Mobile Betriebssysteme aus den USA sind inzwischen weltweit führend:
Der Marktanteil von Android und iOS ist zwischen 2009 und 2016 von 17
auf fast 100 Prozent gestiegen.[...]
Beim 5G-Standard will China nun zum Weltmarktführer werden. Derzeit ist
es ein knappes Rennen, bei dem die USA um wenige Monate hinterherhinken.
Der Einfluss des Handelskonflikts
Die drei Bereiche der globalen Lieferketten, die von den US-Sanktionen
am härtesten getroffen werden, sind voraussichtlich Halbleiterchips,
Smartphones und das 5G-Netz. Einige Wettbewerber von Huawei werden
Marktanteile hinzugewinnen können, während Zulieferer von Huawei unter
der Regelung leiden dürften. Bisher hat China nicht direkt zurückgeschlagen,
jedoch könnten in Zukunft Verbote von US-Produkten folgen. Potenzielle
Ziele wären unter anderem Apple* und Qualcomm*.
Halbleiterchips
Chips von Mediatek* werden künftig die hauseigenen Chips in
Huawei-Smartphones ersetzen. Derzeit verkauft Mediatek jährlich
350 Millionen Smartphone-Chips, künftig könnten es 200 Millionen mehr
sein. Wir rechnen außerdem damit, dass japanische Halbleiterunternehmen
wie Murata* langfristig von der Situation profitieren werden. Denn Japan
kann mit allen Seiten frei handeln und nimmt dadurch eine neutrale
Position ein.
Einige Zulieferer mit starken Beziehungen zu den USA müssen sich jetzt
für ein Hauptbezugsland entscheiden und dürften dadurch kurzfristig Umsätze
verlieren. Taiwan Semiconductor Manufacturing Corp. (TSMC)* etwa nimmt
vorerst keine Neubestellungen von Huawei mehr an. Das chinesische
Unternehmen ist hinter Apple der zweitgrößte Kunde von TSMC und macht
15 bis 20 Prozent der jährlichen Umsätze aus. TSMC hat im Mai zudem
angekündigt, eine zwölf Milliarden Dollar teure Chip-Fabrik in Arizona zu
bauen, und erhält dafür auch Subventionen von der US-Regierung.

### ENTNOMMENES MATERIAL:
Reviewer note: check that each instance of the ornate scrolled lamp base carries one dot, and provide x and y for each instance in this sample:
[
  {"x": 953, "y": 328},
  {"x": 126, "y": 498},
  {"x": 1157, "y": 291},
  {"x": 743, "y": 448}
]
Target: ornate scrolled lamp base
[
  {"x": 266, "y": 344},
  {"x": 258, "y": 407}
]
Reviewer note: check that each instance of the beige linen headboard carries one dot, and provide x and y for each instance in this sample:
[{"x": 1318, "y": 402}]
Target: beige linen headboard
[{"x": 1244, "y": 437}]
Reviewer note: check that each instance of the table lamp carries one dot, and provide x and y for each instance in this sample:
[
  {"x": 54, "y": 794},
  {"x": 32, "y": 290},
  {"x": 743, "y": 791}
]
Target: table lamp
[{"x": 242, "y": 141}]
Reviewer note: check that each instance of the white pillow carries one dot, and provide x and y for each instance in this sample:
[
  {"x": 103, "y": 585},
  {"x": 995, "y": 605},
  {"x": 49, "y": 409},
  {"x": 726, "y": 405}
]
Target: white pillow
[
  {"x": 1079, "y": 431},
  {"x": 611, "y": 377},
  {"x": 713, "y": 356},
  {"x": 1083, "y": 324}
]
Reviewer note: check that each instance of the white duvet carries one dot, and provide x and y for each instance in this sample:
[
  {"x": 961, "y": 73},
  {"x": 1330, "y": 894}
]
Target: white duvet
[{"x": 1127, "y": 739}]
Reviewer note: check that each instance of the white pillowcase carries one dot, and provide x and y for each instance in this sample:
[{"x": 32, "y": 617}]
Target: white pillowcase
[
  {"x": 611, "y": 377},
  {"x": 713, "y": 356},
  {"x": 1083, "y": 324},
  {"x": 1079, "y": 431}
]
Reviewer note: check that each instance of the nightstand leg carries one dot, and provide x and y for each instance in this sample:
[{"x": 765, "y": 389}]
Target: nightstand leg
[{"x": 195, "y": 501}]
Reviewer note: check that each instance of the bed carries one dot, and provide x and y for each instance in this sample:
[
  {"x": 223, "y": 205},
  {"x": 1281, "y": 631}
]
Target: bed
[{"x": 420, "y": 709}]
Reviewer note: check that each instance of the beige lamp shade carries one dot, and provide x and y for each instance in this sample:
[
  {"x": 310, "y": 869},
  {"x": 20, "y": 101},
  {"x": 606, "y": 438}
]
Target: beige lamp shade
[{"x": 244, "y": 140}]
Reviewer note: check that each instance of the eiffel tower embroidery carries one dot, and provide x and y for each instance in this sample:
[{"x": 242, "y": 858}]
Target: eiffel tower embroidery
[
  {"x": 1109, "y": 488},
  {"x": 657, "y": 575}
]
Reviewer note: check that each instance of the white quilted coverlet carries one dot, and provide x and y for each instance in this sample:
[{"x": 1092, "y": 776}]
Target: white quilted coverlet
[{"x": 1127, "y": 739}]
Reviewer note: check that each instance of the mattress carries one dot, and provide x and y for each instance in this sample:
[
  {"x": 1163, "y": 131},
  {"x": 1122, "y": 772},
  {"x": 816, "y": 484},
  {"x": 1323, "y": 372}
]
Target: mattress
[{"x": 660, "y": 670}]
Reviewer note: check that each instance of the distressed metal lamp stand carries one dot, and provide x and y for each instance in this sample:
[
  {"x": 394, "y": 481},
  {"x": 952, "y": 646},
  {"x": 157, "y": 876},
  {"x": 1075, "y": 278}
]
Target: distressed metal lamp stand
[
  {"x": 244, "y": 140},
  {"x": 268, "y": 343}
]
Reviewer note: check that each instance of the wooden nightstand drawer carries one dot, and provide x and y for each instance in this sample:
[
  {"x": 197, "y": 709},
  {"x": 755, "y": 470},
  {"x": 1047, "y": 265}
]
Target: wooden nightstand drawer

### AUFGABE A:
Gib den Abschnitt des Lesetexts wortgetreu wieder, der mit "Mobile Betriebssysteme aus" beginnt und mit "Apple* und Qualcomm*." einschließlich endet.
### AUFGABE B:
Übertrage diesen Satz aus dem Lesetext ins Englische: "Derzeit verkauft Mediatek jährlich 350 Millionen Smartphone-Chips, künftig könnten es 200 Millionen mehr sein."
### AUFGABE C:
Stimmen die folgenden Aussagen mit dem Lesetext überein? Antworte jeweils mit Ja oder Nein und zitiere die entscheidenden Worte.
(i) TSMC nimmt vorerst keine neuen Bestellungen von Huawei an.
(ii) China hat bereits direkt auf die US-Sanktionen zurückgeschlagen.
(iii) Huawei ist der größte Kunde von TSMC.
Die Zeilen haben eine andere Herkunft als der Lesetext.

### RICHTIGE LÖSUNG A:
Mobile Betriebssysteme aus den USA sind inzwischen weltweit führend:
Der Marktanteil von Android und iOS ist zwischen 2009 und 2016 von 17
auf fast 100 Prozent gestiegen.[...]
Beim 5G-Standard will China nun zum Weltmarktführer werden. Derzeit ist
es ein knappes Rennen, bei dem die USA um wenige Monate hinterherhinken.
Der Einfluss des Handelskonflikts
Die drei Bereiche der globalen Lieferketten, die von den US-Sanktionen
am härtesten getroffen werden, sind voraussichtlich Halbleiterchips,
Smartphones und das 5G-Netz. Einige Wettbewerber von Huawei werden
Marktanteile hinzugewinnen können, während Zulieferer von Huawei unter
der Regelung leiden dürften. Bisher hat China nicht direkt zurückgeschlagen,
jedoch könnten in Zukunft Verbote von US-Produkten folgen. Potenzielle
Ziele wären unter anderem Apple* und Qualcomm*.

### RICHTIGE LÖSUNG B:
Mediatek currently sells 350 million smartphone chips a year, and in the future it could be 200 million more.

### RICHTIGE LÖSUNG C:
(i) Ja: "Taiwan Semiconductor Manufacturing Corp. (TSMC)* etwa nimmt vorerst keine Neubestellungen von Huawei mehr an."
(ii) Nein: "Bisher hat China nicht direkt zurückgeschlagen"
(iii) Nein: "Das chinesische Unternehmen ist hinter Apple der zweitgrößte Kunde von TSMC"